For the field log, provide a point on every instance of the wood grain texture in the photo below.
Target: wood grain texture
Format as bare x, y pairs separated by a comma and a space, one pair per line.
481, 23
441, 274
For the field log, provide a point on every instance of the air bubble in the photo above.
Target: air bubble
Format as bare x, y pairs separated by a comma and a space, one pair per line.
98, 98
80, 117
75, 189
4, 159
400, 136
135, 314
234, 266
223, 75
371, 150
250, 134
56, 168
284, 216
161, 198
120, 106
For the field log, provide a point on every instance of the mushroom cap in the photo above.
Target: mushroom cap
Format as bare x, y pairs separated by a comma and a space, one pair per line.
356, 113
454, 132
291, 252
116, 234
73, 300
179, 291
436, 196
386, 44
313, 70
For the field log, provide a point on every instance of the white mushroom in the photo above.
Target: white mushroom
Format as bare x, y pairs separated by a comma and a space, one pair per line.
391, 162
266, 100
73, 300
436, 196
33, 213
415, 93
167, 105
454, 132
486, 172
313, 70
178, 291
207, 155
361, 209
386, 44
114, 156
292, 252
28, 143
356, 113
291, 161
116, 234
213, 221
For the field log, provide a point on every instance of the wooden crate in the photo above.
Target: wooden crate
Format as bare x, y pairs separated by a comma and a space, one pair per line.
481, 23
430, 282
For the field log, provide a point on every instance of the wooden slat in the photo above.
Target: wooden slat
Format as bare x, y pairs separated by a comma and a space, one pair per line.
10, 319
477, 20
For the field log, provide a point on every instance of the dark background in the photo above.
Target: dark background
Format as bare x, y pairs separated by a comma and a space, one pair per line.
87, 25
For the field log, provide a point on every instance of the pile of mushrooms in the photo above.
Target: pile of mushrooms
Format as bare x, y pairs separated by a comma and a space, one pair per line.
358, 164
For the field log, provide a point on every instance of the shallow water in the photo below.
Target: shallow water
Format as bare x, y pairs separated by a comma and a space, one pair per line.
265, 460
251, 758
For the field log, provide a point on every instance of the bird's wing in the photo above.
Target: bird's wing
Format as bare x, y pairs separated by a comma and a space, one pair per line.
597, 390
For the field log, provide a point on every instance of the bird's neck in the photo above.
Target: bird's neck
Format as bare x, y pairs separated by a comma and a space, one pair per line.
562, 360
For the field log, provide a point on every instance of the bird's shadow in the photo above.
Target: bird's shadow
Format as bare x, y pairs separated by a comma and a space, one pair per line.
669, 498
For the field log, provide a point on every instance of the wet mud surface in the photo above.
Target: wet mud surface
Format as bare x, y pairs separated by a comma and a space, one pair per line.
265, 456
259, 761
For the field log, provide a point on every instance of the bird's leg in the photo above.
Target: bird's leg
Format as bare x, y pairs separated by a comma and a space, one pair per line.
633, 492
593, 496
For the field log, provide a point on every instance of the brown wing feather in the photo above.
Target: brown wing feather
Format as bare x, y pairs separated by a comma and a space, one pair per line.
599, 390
+ + + + + + +
Render all of the data above as a JSON array of strings, with each line as its own string and blank lines omitted.

[
  "For the field log, provide a point on every instance of the wood grain texture in the photo below.",
  "Target: wood grain texture",
  "Format as bare x, y pairs separated by a comma and a space, one pair per line.",
  "481, 23",
  "441, 274",
  "For the field log, provide a point on every instance of the air bubble in the photo above.",
  "Target: air bubble",
  "Format as bare x, y pairs separated by a comma and a space, one pair per line.",
  "98, 98",
  "80, 117",
  "75, 189",
  "4, 159",
  "400, 136",
  "135, 314",
  "234, 266",
  "223, 75",
  "371, 150",
  "250, 134",
  "56, 168",
  "284, 216",
  "161, 198",
  "120, 106",
  "For the field log, provide a point on every instance of the mushroom cap in the photo above.",
  "Target: mushroom cap",
  "Format as bare x, y pairs separated by a comma and a space, one pair per line.",
  "356, 113",
  "454, 132",
  "291, 252",
  "116, 234",
  "73, 300",
  "179, 291",
  "436, 196",
  "386, 44",
  "313, 70",
  "For the field log, provide a point on every instance of the white mushroom in the photo above.",
  "Target: white mushroom",
  "Format as bare x, y pairs separated by a comma and a space, one pair per line.",
  "391, 162",
  "266, 100",
  "73, 300",
  "436, 196",
  "33, 213",
  "415, 93",
  "167, 105",
  "454, 132",
  "486, 172",
  "313, 70",
  "178, 291",
  "207, 155",
  "361, 209",
  "386, 44",
  "114, 156",
  "292, 252",
  "28, 143",
  "356, 113",
  "291, 161",
  "116, 234",
  "213, 221",
  "For the field log, provide a point on every instance of the wooden crate in the photo above.",
  "Target: wooden crate",
  "Format as bare x, y pairs separated by a comma and a space, one pair per line.",
  "481, 23",
  "430, 282",
  "For the field log, provide a point on every instance of the wooden slat in the photo above.",
  "Target: wooden slat",
  "Format as bare x, y pairs separated by a comma and a space, one pair per line.",
  "10, 319",
  "477, 20",
  "For the field log, provide a point on every instance of the dark background in the photo above.",
  "Target: dark background",
  "Format as bare x, y pairs separated by a comma and a space, one pair per line.",
  "87, 25",
  "For the field log, provide a point on every instance of the pile of mushrooms in the photo above.",
  "Target: pile of mushrooms",
  "Format as bare x, y pairs separated by a comma and a space, one pair per line.",
  "358, 164",
  "For the field log, provide a point on every instance of the shallow water in the photo below.",
  "Target: shallow water",
  "Format as bare x, y pairs separated by a comma and a space, one pair per line.",
  "265, 460",
  "251, 758",
  "For the field log, provide a point on every instance of the bird's wing in the photo above.",
  "Target: bird's wing",
  "Format as bare x, y pairs separated by a comma and a space, one pair per line.",
  "597, 390",
  "For the field log, provide a point on every instance of the bird's neck in the photo above.",
  "Target: bird's neck",
  "Format as bare x, y pairs separated by a comma and a space, one pair per line.",
  "562, 360",
  "For the field log, provide a point on every instance of the bird's shadow in the photo above.",
  "Target: bird's shadow",
  "Format as bare x, y pairs separated by a comma and a space, one pair per line.",
  "669, 498",
  "For the field log, provide a point on every instance of the wet mud surface in the photo above.",
  "Target: wet mud surface",
  "Format as bare x, y pairs separated by a comma and a space, one pair per line.",
  "265, 456",
  "259, 761",
  "For the field log, provide a point on every instance of the bird's leg in the photo above.",
  "Target: bird's leg",
  "Format as bare x, y pairs separated by a comma and a space, one pair per line.",
  "633, 492",
  "593, 496",
  "For the field log, provide a point on every instance of the brown wing feather in the photo above.",
  "Target: brown wing feather",
  "Format as bare x, y pairs separated by a comma and a space, one pair per line.",
  "599, 390"
]